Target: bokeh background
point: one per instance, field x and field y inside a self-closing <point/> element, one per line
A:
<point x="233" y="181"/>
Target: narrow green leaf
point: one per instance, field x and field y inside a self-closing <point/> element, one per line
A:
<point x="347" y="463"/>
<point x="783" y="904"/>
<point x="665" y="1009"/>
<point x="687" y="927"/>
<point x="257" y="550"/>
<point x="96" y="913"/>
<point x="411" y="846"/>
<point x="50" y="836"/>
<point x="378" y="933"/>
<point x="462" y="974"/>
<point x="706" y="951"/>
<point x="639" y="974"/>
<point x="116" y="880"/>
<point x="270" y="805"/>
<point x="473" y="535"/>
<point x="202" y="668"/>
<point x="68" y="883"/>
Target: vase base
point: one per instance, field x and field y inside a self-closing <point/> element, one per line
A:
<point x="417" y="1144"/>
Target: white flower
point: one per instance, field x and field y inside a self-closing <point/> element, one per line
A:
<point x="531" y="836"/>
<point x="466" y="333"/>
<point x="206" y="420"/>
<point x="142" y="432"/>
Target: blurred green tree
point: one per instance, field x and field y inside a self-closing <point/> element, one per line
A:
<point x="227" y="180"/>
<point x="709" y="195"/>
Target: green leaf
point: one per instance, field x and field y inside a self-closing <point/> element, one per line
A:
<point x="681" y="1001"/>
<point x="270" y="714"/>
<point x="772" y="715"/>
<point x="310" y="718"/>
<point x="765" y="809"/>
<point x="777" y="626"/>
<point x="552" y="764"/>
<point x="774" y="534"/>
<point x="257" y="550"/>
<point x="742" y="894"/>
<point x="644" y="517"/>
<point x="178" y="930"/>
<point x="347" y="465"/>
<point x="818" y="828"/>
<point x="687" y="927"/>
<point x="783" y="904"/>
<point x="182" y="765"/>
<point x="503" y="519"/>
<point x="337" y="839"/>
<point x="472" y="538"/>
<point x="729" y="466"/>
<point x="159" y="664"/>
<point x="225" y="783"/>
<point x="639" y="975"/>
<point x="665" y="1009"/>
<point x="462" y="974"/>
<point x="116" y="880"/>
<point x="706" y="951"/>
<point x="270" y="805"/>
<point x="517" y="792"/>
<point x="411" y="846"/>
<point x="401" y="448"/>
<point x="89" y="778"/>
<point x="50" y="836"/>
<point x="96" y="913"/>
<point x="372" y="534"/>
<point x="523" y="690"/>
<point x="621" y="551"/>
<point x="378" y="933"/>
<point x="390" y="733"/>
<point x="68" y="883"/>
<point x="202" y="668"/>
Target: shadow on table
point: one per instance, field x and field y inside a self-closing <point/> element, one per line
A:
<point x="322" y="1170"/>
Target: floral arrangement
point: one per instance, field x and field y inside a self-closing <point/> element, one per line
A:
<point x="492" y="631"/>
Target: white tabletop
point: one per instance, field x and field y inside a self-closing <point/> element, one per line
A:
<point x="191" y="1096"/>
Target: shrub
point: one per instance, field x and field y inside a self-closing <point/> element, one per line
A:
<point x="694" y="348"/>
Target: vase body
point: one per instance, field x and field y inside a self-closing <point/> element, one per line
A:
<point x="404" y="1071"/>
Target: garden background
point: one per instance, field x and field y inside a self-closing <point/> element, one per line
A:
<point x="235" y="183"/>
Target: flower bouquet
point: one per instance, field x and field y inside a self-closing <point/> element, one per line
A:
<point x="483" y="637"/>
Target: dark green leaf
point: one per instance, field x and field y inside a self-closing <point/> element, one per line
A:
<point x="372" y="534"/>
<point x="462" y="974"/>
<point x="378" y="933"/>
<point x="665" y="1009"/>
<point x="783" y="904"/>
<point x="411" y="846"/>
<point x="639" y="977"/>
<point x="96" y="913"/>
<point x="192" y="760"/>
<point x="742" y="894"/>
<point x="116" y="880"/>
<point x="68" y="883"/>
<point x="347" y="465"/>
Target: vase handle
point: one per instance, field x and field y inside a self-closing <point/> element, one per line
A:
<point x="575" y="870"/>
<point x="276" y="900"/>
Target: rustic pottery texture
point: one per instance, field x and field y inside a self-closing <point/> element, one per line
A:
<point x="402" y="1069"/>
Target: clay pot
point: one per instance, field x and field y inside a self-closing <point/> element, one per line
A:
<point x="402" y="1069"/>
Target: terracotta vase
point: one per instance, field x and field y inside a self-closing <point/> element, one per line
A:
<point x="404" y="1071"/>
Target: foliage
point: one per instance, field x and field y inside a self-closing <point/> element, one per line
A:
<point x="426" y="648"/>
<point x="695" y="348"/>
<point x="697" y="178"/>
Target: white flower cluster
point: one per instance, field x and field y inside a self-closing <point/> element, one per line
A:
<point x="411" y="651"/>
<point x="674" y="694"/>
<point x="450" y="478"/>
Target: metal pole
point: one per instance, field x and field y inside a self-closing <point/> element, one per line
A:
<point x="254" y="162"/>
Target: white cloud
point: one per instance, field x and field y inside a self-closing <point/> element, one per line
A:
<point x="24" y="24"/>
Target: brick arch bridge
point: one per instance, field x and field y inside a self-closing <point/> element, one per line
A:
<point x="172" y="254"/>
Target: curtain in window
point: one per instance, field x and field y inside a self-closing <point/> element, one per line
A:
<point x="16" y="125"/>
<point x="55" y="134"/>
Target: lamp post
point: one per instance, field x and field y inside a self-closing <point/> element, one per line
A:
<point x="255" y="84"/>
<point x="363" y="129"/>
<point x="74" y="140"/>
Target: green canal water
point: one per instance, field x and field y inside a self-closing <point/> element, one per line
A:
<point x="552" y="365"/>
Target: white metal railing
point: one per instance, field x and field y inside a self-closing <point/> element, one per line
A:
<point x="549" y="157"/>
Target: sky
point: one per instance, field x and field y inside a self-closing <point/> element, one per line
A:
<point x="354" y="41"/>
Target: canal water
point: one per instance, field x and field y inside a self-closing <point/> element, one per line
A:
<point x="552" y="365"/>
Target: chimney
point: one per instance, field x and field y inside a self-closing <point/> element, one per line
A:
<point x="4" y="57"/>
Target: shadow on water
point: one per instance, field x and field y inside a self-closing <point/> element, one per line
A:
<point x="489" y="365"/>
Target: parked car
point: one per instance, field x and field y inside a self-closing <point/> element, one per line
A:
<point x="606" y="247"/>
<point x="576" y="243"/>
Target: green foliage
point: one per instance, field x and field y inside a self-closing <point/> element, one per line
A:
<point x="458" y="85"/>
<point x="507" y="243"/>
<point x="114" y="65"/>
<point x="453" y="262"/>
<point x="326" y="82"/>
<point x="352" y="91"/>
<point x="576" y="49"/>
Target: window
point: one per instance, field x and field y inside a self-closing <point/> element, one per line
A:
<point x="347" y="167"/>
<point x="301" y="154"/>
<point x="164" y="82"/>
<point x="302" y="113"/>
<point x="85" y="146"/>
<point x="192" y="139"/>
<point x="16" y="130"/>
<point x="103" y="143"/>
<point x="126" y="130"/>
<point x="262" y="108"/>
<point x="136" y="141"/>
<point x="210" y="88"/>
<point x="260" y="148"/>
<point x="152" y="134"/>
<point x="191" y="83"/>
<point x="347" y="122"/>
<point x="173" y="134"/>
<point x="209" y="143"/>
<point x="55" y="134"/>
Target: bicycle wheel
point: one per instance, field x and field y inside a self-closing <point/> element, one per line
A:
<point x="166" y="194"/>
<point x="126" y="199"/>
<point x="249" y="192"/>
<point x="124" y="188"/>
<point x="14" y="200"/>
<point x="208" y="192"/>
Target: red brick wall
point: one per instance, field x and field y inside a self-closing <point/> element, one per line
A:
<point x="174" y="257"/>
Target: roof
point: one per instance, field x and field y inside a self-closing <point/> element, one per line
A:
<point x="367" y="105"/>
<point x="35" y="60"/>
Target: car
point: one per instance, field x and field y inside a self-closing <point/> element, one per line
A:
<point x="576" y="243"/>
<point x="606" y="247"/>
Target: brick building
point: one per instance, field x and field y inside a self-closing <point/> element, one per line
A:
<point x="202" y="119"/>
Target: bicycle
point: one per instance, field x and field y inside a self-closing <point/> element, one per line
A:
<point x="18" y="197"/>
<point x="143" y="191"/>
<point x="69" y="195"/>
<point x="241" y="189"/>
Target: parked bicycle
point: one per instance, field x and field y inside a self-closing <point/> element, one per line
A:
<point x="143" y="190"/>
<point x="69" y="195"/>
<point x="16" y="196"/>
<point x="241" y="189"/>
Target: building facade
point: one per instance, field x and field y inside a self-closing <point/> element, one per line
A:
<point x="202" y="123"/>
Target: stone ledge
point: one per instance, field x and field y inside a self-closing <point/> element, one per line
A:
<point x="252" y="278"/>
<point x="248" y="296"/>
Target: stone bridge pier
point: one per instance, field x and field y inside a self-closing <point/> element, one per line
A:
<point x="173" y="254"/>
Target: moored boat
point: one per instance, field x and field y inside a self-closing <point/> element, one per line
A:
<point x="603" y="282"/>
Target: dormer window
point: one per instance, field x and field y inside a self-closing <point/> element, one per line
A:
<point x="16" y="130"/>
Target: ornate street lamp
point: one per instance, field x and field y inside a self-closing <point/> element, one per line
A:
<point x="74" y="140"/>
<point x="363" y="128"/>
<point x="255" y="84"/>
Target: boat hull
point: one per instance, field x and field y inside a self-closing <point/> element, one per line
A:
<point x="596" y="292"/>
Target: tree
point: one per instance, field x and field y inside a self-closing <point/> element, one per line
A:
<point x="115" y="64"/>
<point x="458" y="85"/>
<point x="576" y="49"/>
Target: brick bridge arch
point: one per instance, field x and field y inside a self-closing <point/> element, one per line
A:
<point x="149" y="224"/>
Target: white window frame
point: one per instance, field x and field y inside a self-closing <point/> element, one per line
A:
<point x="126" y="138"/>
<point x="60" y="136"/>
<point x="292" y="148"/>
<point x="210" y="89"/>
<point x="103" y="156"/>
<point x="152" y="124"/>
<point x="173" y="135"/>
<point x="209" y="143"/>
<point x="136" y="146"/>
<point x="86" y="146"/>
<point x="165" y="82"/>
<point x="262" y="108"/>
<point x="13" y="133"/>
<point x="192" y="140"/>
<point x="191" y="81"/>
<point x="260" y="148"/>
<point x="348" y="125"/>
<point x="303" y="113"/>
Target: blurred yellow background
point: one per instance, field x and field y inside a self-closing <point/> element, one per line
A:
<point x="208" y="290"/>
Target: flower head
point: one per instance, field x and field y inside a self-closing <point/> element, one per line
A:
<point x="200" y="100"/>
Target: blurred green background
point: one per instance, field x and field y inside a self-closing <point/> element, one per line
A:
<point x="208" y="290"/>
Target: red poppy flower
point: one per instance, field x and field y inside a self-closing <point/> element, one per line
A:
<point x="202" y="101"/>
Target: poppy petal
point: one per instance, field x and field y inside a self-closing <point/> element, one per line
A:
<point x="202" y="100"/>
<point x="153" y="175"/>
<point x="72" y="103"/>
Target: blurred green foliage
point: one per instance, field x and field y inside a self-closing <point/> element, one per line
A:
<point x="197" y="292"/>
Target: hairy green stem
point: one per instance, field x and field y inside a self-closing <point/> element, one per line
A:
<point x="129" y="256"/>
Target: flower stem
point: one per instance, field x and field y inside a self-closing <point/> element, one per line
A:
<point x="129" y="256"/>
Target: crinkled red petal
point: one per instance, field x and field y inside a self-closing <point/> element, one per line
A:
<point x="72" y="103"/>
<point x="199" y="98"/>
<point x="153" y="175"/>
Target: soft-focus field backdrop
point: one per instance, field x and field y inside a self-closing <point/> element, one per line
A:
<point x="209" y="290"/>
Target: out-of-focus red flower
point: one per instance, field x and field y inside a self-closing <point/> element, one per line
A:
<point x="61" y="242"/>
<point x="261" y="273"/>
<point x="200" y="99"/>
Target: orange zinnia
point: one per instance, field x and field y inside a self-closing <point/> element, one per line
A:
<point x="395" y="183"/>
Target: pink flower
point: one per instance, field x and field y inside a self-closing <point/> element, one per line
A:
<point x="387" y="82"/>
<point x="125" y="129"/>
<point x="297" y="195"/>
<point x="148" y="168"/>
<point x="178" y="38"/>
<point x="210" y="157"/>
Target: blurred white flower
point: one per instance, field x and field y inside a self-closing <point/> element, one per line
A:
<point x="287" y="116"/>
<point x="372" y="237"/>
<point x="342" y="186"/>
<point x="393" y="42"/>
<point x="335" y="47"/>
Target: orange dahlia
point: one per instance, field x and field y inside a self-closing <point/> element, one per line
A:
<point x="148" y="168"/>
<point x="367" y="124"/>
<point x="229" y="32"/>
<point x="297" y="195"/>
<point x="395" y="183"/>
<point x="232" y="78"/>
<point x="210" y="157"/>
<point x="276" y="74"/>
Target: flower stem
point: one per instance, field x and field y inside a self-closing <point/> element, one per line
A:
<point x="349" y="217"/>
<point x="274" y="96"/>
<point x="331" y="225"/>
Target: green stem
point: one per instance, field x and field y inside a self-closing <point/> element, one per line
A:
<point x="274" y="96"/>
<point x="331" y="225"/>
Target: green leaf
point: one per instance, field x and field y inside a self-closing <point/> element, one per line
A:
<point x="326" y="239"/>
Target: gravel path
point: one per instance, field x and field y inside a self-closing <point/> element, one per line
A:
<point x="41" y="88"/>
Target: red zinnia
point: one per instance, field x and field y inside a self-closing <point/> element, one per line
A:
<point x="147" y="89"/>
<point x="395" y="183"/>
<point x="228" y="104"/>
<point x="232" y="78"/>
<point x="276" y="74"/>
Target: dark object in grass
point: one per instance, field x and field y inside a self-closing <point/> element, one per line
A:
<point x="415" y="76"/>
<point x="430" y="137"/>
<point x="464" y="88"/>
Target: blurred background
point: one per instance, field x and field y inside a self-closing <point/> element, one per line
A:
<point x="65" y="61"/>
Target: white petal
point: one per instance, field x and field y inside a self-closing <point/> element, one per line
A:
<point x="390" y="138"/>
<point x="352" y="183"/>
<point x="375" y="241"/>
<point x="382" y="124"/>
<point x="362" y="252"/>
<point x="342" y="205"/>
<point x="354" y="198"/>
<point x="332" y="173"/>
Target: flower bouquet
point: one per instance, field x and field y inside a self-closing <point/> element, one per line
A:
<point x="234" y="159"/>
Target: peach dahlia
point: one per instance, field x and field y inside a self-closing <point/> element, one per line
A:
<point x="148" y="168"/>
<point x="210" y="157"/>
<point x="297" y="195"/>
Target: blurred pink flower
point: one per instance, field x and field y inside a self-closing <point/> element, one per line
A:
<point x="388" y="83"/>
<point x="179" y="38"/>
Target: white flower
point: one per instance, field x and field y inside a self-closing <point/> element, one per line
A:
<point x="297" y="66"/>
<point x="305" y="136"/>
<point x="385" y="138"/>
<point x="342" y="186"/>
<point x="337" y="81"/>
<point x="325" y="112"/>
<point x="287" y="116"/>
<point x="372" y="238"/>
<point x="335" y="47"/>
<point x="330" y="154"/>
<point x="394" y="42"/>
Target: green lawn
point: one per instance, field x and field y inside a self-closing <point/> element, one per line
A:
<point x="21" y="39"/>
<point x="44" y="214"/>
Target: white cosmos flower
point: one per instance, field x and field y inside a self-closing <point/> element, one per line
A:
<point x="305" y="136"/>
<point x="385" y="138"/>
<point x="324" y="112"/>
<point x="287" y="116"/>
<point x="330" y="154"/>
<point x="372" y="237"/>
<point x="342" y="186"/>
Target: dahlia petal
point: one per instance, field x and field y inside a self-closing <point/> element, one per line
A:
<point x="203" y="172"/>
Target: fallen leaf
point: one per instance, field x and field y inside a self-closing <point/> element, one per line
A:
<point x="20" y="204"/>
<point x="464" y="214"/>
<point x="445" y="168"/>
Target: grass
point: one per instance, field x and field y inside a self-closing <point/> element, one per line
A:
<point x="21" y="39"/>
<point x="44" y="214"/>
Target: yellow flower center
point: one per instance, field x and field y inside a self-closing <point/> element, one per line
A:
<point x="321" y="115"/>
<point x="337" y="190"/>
○ ○ ○ ○
Goal: Starting with the line that contains "Target: white cosmos flower" and going on through the last line of the records above, turn those lines into a Markdown table with the columns Number and Line. Skip any blank lines.

Answer for this exercise:
| Number | Line |
|---|---|
| 1 | Target: white cosmos flower |
| 2 | point: one per instance, field x and field y inside a self-closing <point/> element, one per line |
| 3 | A: |
| 4 | <point x="305" y="136"/> |
| 5 | <point x="385" y="138"/> |
| 6 | <point x="324" y="112"/> |
| 7 | <point x="287" y="116"/> |
| 8 | <point x="330" y="154"/> |
| 9 | <point x="372" y="237"/> |
| 10 | <point x="342" y="186"/> |
| 11 | Target: dahlia petal |
| 12 | point: one per instance, field x and field y inside a self-closing <point/> element, one per line |
| 13 | A: |
| 14 | <point x="203" y="172"/> |
| 15 | Target: fallen leaf |
| 16 | point: one per instance, field x and field y inside a self-closing <point/> element, one per line |
| 17 | A: |
| 18 | <point x="20" y="204"/> |
| 19 | <point x="464" y="214"/> |
| 20 | <point x="445" y="168"/> |
| 21 | Target: grass |
| 22 | point: one per instance, field x and field y inside a self-closing <point/> element, one per line |
| 23 | A: |
| 24 | <point x="21" y="39"/> |
| 25 | <point x="44" y="214"/> |
| 26 | Target: yellow flower center |
| 27 | point: one per instance, field x and field y inside a self-closing <point/> element, one per line |
| 28 | A: |
| 29 | <point x="321" y="115"/> |
| 30 | <point x="337" y="190"/> |